→ EXERCISE DESCRIPTION: Exactly reproduce each record listed below.

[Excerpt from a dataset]

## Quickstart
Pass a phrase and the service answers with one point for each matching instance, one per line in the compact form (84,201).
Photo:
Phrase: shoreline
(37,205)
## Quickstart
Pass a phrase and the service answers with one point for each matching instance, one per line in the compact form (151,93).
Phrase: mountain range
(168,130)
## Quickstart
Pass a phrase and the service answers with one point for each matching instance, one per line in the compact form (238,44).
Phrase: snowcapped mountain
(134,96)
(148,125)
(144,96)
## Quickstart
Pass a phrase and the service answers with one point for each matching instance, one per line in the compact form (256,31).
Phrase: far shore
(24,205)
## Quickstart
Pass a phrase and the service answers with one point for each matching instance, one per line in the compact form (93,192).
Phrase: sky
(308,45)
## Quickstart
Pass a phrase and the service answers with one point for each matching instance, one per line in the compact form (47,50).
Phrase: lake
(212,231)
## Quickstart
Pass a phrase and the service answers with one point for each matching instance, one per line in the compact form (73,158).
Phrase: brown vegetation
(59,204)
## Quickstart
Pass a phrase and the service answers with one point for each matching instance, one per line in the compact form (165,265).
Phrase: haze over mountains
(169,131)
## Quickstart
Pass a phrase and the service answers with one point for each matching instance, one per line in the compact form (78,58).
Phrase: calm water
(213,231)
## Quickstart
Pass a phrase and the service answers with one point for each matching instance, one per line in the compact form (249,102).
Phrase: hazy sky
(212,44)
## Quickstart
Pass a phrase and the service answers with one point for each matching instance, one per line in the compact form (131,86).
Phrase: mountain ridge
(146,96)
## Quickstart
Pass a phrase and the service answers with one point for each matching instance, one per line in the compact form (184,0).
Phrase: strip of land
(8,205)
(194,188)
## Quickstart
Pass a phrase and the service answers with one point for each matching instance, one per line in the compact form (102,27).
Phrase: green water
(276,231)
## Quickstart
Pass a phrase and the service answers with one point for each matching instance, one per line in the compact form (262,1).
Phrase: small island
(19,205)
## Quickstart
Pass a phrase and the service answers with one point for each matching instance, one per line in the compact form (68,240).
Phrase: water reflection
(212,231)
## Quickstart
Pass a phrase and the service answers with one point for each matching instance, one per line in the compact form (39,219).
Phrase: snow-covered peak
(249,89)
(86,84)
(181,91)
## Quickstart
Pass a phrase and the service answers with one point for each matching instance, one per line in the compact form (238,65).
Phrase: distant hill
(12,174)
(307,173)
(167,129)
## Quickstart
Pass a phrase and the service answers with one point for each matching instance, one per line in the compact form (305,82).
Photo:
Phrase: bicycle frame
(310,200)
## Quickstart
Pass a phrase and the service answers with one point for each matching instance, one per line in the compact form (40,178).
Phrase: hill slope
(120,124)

→ ANSWER TO THIS TASK:
## Quickstart
Pass a phrase and the service answers with one point for each matching instance, one per line in the compact form (84,201).
Photo:
Phrase: shoreline
(37,205)
## Quickstart
Pass a phrase and the service answers with one point for each matching instance, one per line in the compact form (151,93).
Phrase: mountain range
(168,130)
## Quickstart
Pass a phrase and the service answers with one point for each matching instance, one per line in the compact form (238,44).
Phrase: snowcapped mountain
(134,96)
(148,125)
(144,96)
## Quickstart
Pass a phrase and the service answers with one point for each matching instance, one per line in the compact form (256,31).
Phrase: far shore
(24,205)
## Quickstart
Pass a phrase and the service answers with one point for each matching instance, one per line in the compact form (93,192).
Phrase: sky
(308,45)
## Quickstart
Pass a phrase and the service answers with one point for each matching instance, one per line in the compact form (47,50).
Phrase: lake
(212,231)
## Quickstart
Pass a phrase and the service answers with one point for each matching instance, one per line in the compact form (73,158).
Phrase: brown vegetation
(59,204)
## Quickstart
Pass a phrase and the service answers with one point for each matching instance, one per line in the compact form (165,265).
Phrase: haze over mountains
(169,131)
## Quickstart
Pass a phrase and the service answers with one point for each matching instance, one per line in the compact form (78,58).
Phrase: calm water
(213,231)
## Quickstart
Pass a phrase and the service answers with one point for each matching instance, one per line in the compact form (249,102).
Phrase: hazy sky
(212,44)
## Quickstart
Pass a phrase and the service answers with one point for each matching instance, one per line in the compact form (131,86).
Phrase: mountain ridge
(146,96)
## Quickstart
Pass a phrase and the service answers with one point for each matching instance, one per line in the compact form (184,0).
Phrase: strip of land
(8,205)
(194,188)
## Quickstart
Pass a phrase and the service answers with one point for each matching instance, one per line in the compact form (102,27).
Phrase: green water
(276,231)
## Quickstart
Pass a phrase and the service answers with one point for each matching instance, one per line in the compact form (262,1).
Phrase: small island
(19,205)
## Quickstart
Pass a phrase and the service answers with one point for each matching instance, one per line in the compact form (68,240).
Phrase: water reflection
(212,231)
## Quickstart
Pass a phrase and the service answers with one point for each matching instance, one per line in the compact form (39,219).
Phrase: snow-covered peak
(249,89)
(86,84)
(181,91)
## Quickstart
Pass a phrase and the service answers with one point for each matching instance, one per line in the compact form (238,65).
Phrase: distant hill
(12,174)
(307,173)
(167,129)
## Quickstart
Pass a phrase and the service answers with one point for each matching instance, one per line in the compact form (305,82).
Photo:
Phrase: bicycle frame
(310,200)
## Quickstart
Pass a phrase and the service answers with one point for each matching instance, one per line in the compact form (40,178).
Phrase: hill slope
(120,124)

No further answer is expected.